Stored items:
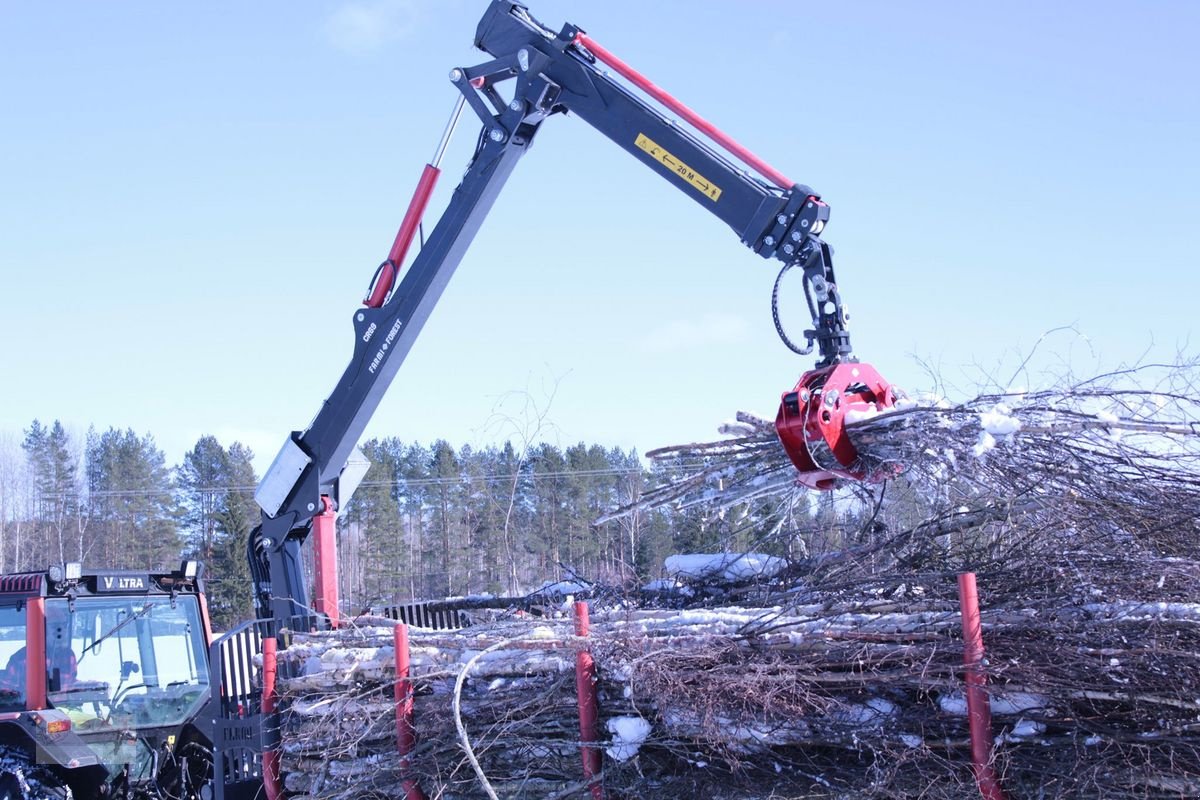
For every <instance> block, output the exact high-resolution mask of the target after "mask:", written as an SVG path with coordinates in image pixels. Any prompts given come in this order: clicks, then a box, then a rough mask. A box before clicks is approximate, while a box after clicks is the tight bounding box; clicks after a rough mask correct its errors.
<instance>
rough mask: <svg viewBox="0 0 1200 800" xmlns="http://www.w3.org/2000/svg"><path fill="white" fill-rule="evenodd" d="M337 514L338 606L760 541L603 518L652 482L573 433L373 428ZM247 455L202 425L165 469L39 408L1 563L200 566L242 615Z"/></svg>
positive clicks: (657, 514) (29, 442) (16, 491)
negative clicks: (349, 491)
mask: <svg viewBox="0 0 1200 800" xmlns="http://www.w3.org/2000/svg"><path fill="white" fill-rule="evenodd" d="M362 450H364V452H365V453H366V455H367V457H368V458H370V461H371V462H372V468H371V470H370V471H368V473H367V475H366V477H365V480H364V482H362V483H361V486H360V487H359V489H358V492H356V494H355V495H354V499H353V500H352V501H350V503H349V504H348V507H347V509H344V510H343V511H342V513H341V518H340V522H338V528H340V537H338V555H340V581H341V584H342V587H341V594H342V602H343V606H344V607H346V610H350V612H353V610H358V609H361V608H367V607H370V606H373V604H378V603H386V602H395V601H402V600H408V599H430V597H444V596H460V595H469V594H481V593H491V594H505V595H512V594H523V593H527V591H529V590H532V589H536V588H539V587H541V585H542V584H544V583H546V582H551V581H559V579H572V578H576V577H583V578H587V579H592V581H604V582H608V583H624V584H629V583H631V582H636V581H644V579H648V578H653V577H656V576H658V573H659V571H660V569H661V565H662V561H664V559H665V558H666V557H667V555H670V554H672V553H680V552H712V551H716V549H728V548H748V547H752V546H755V542H754V540H752V531H754V530H755V529H756V527H755V525H754V524H752V523H754V513H752V510H751V509H739V510H734V511H731V513H728V515H719V516H715V517H706V516H702V515H698V513H688V512H678V511H656V512H647V513H634V515H630V516H628V517H624V518H622V519H619V521H616V522H610V523H606V524H600V525H596V524H594V521H595V519H596V518H598V517H600V516H601V515H602V513H604V512H606V511H611V510H612V509H614V507H617V506H622V505H626V504H629V503H631V501H634V500H636V499H637V498H638V495H640V494H641V493H642V492H643V491H646V489H647V488H648V487H649V486H653V482H654V481H655V480H660V476H656V475H655V474H653V473H652V471H648V470H647V469H646V468H644V465H643V463H642V461H641V459H640V457H638V456H637V453H636V452H634V451H623V450H620V449H614V447H608V449H606V447H601V446H599V445H588V444H583V443H581V444H576V445H571V446H568V447H559V446H556V445H552V444H545V443H542V444H533V445H529V446H527V447H520V449H517V447H515V446H514V445H512V444H505V445H499V446H487V447H482V449H475V447H470V446H462V447H460V449H455V447H454V446H451V445H450V444H449V443H448V441H444V440H438V441H434V443H433V444H430V445H422V444H416V443H404V441H401V440H398V439H391V438H389V439H373V440H370V441H367V443H365V444H364V445H362ZM252 459H253V453H252V452H251V451H250V450H248V449H247V447H246V446H244V445H241V444H238V443H234V444H232V445H229V446H228V447H224V446H222V445H221V444H220V443H218V441H217V440H216V438H214V437H211V435H205V437H202V438H200V439H199V440H198V441H197V443H196V445H194V446H193V447H192V449H191V450H190V451H188V452H187V453H186V455H185V457H184V459H182V462H181V463H180V464H176V465H168V464H167V462H166V457H164V456H163V452H162V451H161V450H160V449H158V446H157V445H156V444H155V440H154V437H151V435H150V434H137V433H134V432H133V431H118V429H114V428H110V429H108V431H104V432H97V431H95V429H90V431H89V432H88V434H86V437H85V438H84V440H83V441H73V440H72V437H71V435H68V433H67V432H66V429H65V428H64V426H62V425H61V423H59V422H54V423H52V425H48V426H47V425H42V423H41V422H38V421H35V422H32V423H31V425H30V427H29V428H28V429H25V431H24V432H23V438H22V440H20V441H19V445H14V444H13V443H10V446H7V447H0V571H4V572H13V571H19V570H41V569H44V567H46V566H47V565H48V564H50V563H53V561H82V563H84V564H85V565H90V566H106V567H127V569H145V570H158V569H167V567H173V566H174V565H176V564H178V563H179V560H180V558H182V557H188V558H199V559H202V560H203V561H204V563H205V565H206V576H208V582H209V594H210V608H211V612H212V616H214V621H215V624H216V625H218V626H222V627H223V626H228V625H232V624H234V622H236V621H239V620H241V619H245V618H247V616H248V615H250V614H251V613H252V612H251V599H252V593H251V584H250V575H248V570H247V567H246V563H245V543H246V540H247V536H248V535H250V531H251V529H252V528H253V525H254V524H256V523H257V522H258V518H259V511H258V507H257V505H256V504H254V500H253V489H254V486H256V485H257V482H258V479H257V475H256V474H254V470H253V467H252Z"/></svg>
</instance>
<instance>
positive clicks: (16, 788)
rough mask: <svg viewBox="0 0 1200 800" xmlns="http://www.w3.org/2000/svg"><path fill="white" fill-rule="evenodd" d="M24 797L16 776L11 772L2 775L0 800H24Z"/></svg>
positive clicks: (0, 793)
mask: <svg viewBox="0 0 1200 800" xmlns="http://www.w3.org/2000/svg"><path fill="white" fill-rule="evenodd" d="M24 796H25V795H23V794H22V793H20V784H19V783H17V776H16V775H12V774H11V772H5V774H4V775H0V800H24Z"/></svg>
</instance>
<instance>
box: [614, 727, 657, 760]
mask: <svg viewBox="0 0 1200 800" xmlns="http://www.w3.org/2000/svg"><path fill="white" fill-rule="evenodd" d="M607 728H608V733H611V734H612V745H610V746H608V747H607V752H608V754H610V756H612V757H613V758H616V759H617V760H618V762H628V760H629V759H630V758H632V757H634V756H636V754H637V750H638V748H640V747H641V746H642V742H643V741H646V738H647V736H648V735H650V723H649V722H647V721H646V720H643V718H642V717H613V718H611V720H608V722H607Z"/></svg>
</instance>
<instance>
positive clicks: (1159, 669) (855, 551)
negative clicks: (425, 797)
mask: <svg viewBox="0 0 1200 800" xmlns="http://www.w3.org/2000/svg"><path fill="white" fill-rule="evenodd" d="M1189 374H1190V372H1189V371H1188V369H1184V368H1181V367H1178V366H1175V367H1171V368H1164V369H1160V371H1158V372H1154V371H1150V369H1142V371H1138V372H1135V373H1129V374H1120V375H1111V377H1109V378H1106V379H1105V380H1091V381H1085V383H1081V384H1076V385H1074V386H1068V387H1063V389H1058V390H1056V391H1048V392H1040V393H1021V395H1004V396H1000V395H992V396H983V397H979V398H976V399H973V401H971V402H968V403H962V404H959V405H947V404H941V403H918V404H913V405H911V407H908V408H904V409H900V410H899V411H895V413H892V414H881V415H864V416H863V419H859V420H857V421H854V422H853V425H852V433H853V437H854V441H856V444H857V445H858V446H859V449H860V452H862V453H863V456H864V458H868V459H875V461H874V463H875V464H877V465H881V467H887V468H888V469H889V470H890V473H893V474H895V477H894V479H893V480H889V481H888V482H886V483H882V485H877V486H866V487H864V486H851V487H847V488H846V489H844V491H842V492H841V493H839V494H835V495H834V497H832V498H830V497H828V495H823V497H822V499H821V500H820V503H817V504H814V501H812V500H811V499H810V497H809V495H805V494H803V493H802V492H800V491H799V489H797V488H796V487H794V486H793V485H792V482H791V479H790V476H788V469H790V465H787V463H786V456H784V455H782V451H781V450H780V449H779V445H778V443H776V441H775V440H774V434H773V433H772V432H770V431H769V423H766V422H763V421H761V420H755V419H754V417H750V416H748V415H743V416H742V419H740V422H739V426H740V427H739V429H738V431H737V432H736V433H737V435H736V437H734V438H733V439H722V440H721V441H716V443H706V444H701V445H686V446H680V447H671V449H666V450H664V451H661V452H660V453H658V455H659V459H660V461H659V470H660V473H661V475H662V485H661V486H660V487H659V488H658V489H655V491H653V492H650V493H647V495H646V497H643V498H642V499H641V501H640V504H638V506H637V507H630V509H623V510H619V511H618V512H617V513H636V512H640V511H642V510H644V509H647V507H653V506H654V505H661V504H671V505H676V506H685V507H691V509H703V510H709V511H712V512H713V513H719V512H721V511H722V510H724V511H727V510H731V509H736V507H742V509H748V507H749V509H752V513H748V515H745V518H746V519H748V522H746V525H754V528H755V531H756V539H755V542H756V545H757V546H758V548H760V549H761V551H762V553H763V554H760V555H754V557H746V558H740V557H738V555H736V554H734V555H728V554H727V555H726V557H725V559H724V560H721V559H718V560H716V561H714V563H716V564H718V565H719V569H714V570H708V571H704V570H695V569H683V567H680V566H679V563H676V565H674V567H673V570H672V573H671V576H670V578H671V582H670V585H671V587H673V593H674V594H673V595H671V597H670V600H671V604H673V606H674V607H673V608H670V609H668V608H664V607H661V602H659V603H658V607H652V606H654V603H650V602H649V601H648V597H650V596H653V597H654V599H655V601H662V600H664V595H662V593H661V590H656V591H655V593H653V594H652V595H649V594H646V593H638V591H636V590H630V589H629V588H626V589H625V590H624V593H618V591H616V590H613V591H610V593H607V594H605V595H604V597H605V600H604V601H602V602H601V601H600V600H596V601H595V602H594V604H593V616H592V632H590V636H589V637H588V638H587V639H582V638H578V637H575V636H574V634H572V633H571V627H570V621H569V620H566V619H558V618H552V619H540V620H532V619H529V618H527V616H520V615H510V616H509V618H506V619H499V620H492V621H490V622H487V624H486V625H479V626H475V627H472V628H467V630H464V631H457V632H452V633H451V632H433V631H419V630H413V631H412V661H413V680H414V682H415V686H416V700H415V710H414V723H415V727H416V732H418V741H416V747H415V750H414V752H413V753H412V769H410V771H409V772H408V774H407V775H402V774H401V771H400V759H398V757H397V756H396V739H395V723H394V715H392V704H391V700H390V698H391V692H392V685H394V680H395V672H394V667H392V663H394V652H392V650H391V630H390V628H388V627H382V626H376V625H368V624H366V622H364V624H361V625H359V626H352V627H348V628H346V630H342V631H338V632H334V633H313V634H307V636H302V637H298V639H296V643H295V644H294V645H293V646H292V648H290V649H288V650H287V651H284V652H283V654H282V655H281V657H282V658H283V660H284V661H286V663H287V664H289V667H288V668H289V669H290V672H292V674H293V675H294V676H293V678H288V679H283V680H281V684H280V685H281V691H282V694H283V697H282V699H283V708H284V712H283V715H282V734H283V748H284V771H286V772H287V775H288V778H287V780H288V788H289V789H290V790H293V792H298V793H299V794H300V795H301V796H311V798H352V796H354V798H359V796H372V793H374V796H403V795H402V790H401V787H402V781H403V778H404V777H410V778H413V780H416V781H419V782H420V784H421V786H422V788H424V789H425V792H426V793H427V794H428V795H430V796H434V795H436V796H442V798H448V799H449V798H568V796H576V798H584V796H589V790H588V787H587V786H586V784H584V783H583V781H582V772H581V758H580V745H581V742H580V730H578V721H577V716H576V700H575V675H574V662H575V652H576V651H577V650H578V649H581V648H587V649H588V650H589V651H590V652H592V654H593V655H594V657H595V660H596V663H598V666H599V679H600V681H599V686H598V690H599V704H600V710H601V721H600V732H601V740H602V741H601V744H600V746H601V747H602V748H604V758H602V786H604V792H605V794H606V795H607V796H610V798H646V796H671V795H674V796H721V798H746V799H750V798H768V796H769V798H889V799H890V798H895V799H900V798H913V796H922V798H934V799H946V800H952V799H959V798H972V796H978V788H977V787H976V784H974V776H973V774H972V769H971V760H970V746H968V735H967V718H966V703H965V700H964V690H962V682H964V681H962V639H961V634H960V631H961V628H960V625H961V620H960V614H959V604H958V603H959V600H958V595H956V587H955V576H956V575H958V573H960V572H964V571H972V572H976V573H977V575H978V582H979V587H980V595H982V601H983V625H984V644H985V646H986V655H988V664H986V670H988V681H989V692H990V696H991V710H992V715H994V720H992V721H994V724H992V730H994V733H995V736H996V744H995V750H994V762H992V766H994V769H995V771H996V774H997V775H998V778H1000V783H1001V786H1002V787H1003V788H1004V790H1006V793H1007V795H1008V796H1010V798H1118V799H1120V798H1195V796H1200V462H1198V456H1200V435H1198V431H1196V429H1195V428H1194V427H1193V422H1195V421H1196V420H1200V414H1198V408H1196V403H1195V401H1194V399H1193V398H1194V396H1195V392H1194V391H1193V389H1194V387H1193V385H1192V384H1190V381H1189V380H1188V377H1189ZM1130 378H1133V379H1135V380H1134V381H1133V384H1138V383H1139V381H1140V385H1130ZM1146 386H1148V389H1147V387H1146ZM892 465H894V468H893V467H892ZM822 504H823V505H822ZM814 510H816V511H817V512H820V513H815V512H814ZM670 561H671V560H668V564H670ZM739 561H742V563H744V564H752V565H754V569H740V570H738V569H728V567H732V566H736V565H737V564H738V563H739ZM372 622H373V621H372ZM456 708H457V711H456Z"/></svg>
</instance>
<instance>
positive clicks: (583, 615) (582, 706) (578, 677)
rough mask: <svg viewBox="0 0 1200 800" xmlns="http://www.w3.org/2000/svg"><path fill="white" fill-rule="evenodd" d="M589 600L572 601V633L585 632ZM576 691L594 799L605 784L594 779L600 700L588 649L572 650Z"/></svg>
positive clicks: (600, 799) (589, 789)
mask: <svg viewBox="0 0 1200 800" xmlns="http://www.w3.org/2000/svg"><path fill="white" fill-rule="evenodd" d="M588 627H589V625H588V604H587V603H586V602H583V601H576V602H575V636H587V634H588ZM575 694H576V697H577V698H578V703H580V741H581V742H583V745H582V752H583V780H584V781H587V782H588V783H589V787H588V788H589V790H590V793H592V799H593V800H601V799H602V798H604V788H602V787H601V786H600V783H599V782H593V781H594V780H595V778H596V776H599V775H600V768H601V765H600V748H599V747H598V746H596V742H599V741H600V732H599V729H598V721H599V706H600V702H599V699H598V698H596V662H595V658H593V657H592V654H590V652H588V651H587V650H580V651H578V652H576V654H575Z"/></svg>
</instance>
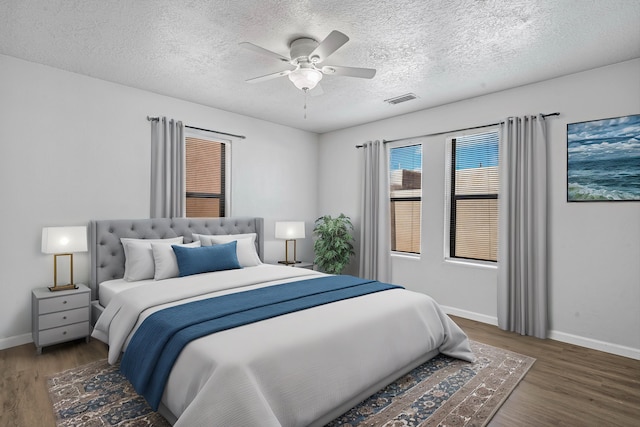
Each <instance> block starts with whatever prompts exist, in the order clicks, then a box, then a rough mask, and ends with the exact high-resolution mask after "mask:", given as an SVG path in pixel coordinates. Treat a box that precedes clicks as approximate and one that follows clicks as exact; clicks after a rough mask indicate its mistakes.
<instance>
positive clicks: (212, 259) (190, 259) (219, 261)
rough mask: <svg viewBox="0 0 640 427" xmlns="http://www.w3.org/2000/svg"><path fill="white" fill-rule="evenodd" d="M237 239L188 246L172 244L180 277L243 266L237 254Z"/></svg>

ABOUT THIS EXERCISE :: What you give back must be the stretch above, starting at the line with "514L338 606L760 541L603" and ending at the line with "positive clicks: (657, 514)", copied exactly.

TASK ANSWER ::
rough mask: <svg viewBox="0 0 1200 800" xmlns="http://www.w3.org/2000/svg"><path fill="white" fill-rule="evenodd" d="M337 514L338 606L760 541L603 518L652 482L573 433L373 428ZM247 455L202 425L165 469L39 408L1 563L200 566L242 615Z"/></svg>
positive clicks: (657, 514) (29, 442) (16, 491)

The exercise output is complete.